▶ _Stated exercise_: Type the records out again in full, exactly.

^^^^

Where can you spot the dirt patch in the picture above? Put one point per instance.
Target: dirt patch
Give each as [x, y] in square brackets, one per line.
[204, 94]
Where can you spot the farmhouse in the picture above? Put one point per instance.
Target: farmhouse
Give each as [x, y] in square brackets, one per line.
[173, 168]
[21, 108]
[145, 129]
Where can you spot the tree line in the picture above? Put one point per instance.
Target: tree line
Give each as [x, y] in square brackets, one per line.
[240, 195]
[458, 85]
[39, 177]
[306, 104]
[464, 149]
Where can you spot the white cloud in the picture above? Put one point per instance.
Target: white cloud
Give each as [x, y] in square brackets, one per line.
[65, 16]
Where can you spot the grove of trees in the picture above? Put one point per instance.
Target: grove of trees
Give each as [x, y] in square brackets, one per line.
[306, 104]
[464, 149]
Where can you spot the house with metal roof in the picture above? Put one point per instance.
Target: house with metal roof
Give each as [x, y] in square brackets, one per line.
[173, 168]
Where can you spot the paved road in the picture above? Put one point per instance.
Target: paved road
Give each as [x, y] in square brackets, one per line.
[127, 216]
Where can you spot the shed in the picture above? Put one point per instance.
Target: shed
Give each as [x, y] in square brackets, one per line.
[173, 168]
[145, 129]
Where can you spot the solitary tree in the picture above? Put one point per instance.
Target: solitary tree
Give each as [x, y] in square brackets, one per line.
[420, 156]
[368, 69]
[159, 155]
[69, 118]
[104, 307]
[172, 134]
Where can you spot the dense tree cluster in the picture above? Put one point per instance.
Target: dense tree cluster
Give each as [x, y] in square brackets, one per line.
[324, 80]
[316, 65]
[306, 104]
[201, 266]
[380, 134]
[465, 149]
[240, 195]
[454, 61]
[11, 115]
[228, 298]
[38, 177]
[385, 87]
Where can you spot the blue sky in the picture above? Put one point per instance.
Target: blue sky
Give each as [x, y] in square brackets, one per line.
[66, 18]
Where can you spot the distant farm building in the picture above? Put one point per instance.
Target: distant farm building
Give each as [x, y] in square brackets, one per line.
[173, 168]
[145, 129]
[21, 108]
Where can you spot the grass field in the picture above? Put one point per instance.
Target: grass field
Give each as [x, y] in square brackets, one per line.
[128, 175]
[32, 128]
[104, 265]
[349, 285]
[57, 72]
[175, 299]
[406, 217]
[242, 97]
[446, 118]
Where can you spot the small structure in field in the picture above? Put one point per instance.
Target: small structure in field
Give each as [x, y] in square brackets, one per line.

^^^^

▶ _Exercise response_:
Where can you spot the dirt patch in the picture above? Put one point per instance.
Target: dirt patch
Give each as [x, y] in square brackets, one per line.
[204, 94]
Where can you spot the farmhouse in the picture above? Put one point per instance.
Target: farmhouse
Give each as [x, y] in square brackets, one per line.
[173, 168]
[21, 108]
[145, 129]
Where can you spot the tree line in the picture above? Put one point per instance.
Target: tree line
Give each as [x, y] in square brackets, one per line.
[240, 195]
[458, 85]
[39, 177]
[306, 104]
[464, 149]
Where can you spot the white cloud in the picture above? Put one point per instance.
Target: white cloud
Give each as [x, y] in square brackets, one per line.
[65, 16]
Where can you spot the grove of trees in the picture above? Put one point per instance.
Target: grove of trees
Give each as [x, y] in square brackets, one per line.
[306, 104]
[464, 149]
Where can you spot the house with metal roof in the picture above? Put one point per instance.
Target: house with metal roof
Give each as [x, y] in square brackets, one per line.
[173, 168]
Where can you spot the paved road in the picture above? Put one point per instance.
Target: paved road
Give each as [x, y] in square brackets, one per line.
[127, 216]
Where can you spot the shed in the picture above? Put one point per instance.
Target: shed
Give each as [x, y] in square brackets, one per line.
[173, 168]
[145, 129]
Where can you spot the solitary tree in the picture above? Put one point per instance.
Target: solitary tree
Give each as [x, y] in square brackets, one per line.
[420, 156]
[368, 69]
[159, 155]
[69, 118]
[104, 307]
[172, 134]
Where can you spot the dense tree cluster in the picture above? Put one point per instance.
Target: dense tree cluster
Give each as [x, y] in square brackets, one per line.
[324, 80]
[316, 65]
[306, 104]
[201, 266]
[380, 134]
[465, 149]
[240, 195]
[454, 61]
[11, 115]
[228, 298]
[38, 177]
[385, 87]
Where can you spot the blue sky in the picture above? Put one point per instance.
Target: blue sky
Give each as [x, y] in square brackets, one per line.
[66, 18]
Where can you spot the distant farm building in the picture above? Put one point per instance.
Target: distant farm building
Give each as [x, y] in square brackets, one per line.
[173, 168]
[145, 129]
[21, 108]
Where can you spot the grass field in the picture above? Put one point per instance.
Target: grass field
Give each as [x, y] in square brackets, one per line.
[128, 175]
[32, 128]
[104, 265]
[349, 285]
[57, 72]
[175, 299]
[406, 217]
[242, 97]
[446, 118]
Where can you spot the small structure in field in the picture above? Put one point per instance.
Target: small structure in field
Give each as [x, y] in square brackets, one per line.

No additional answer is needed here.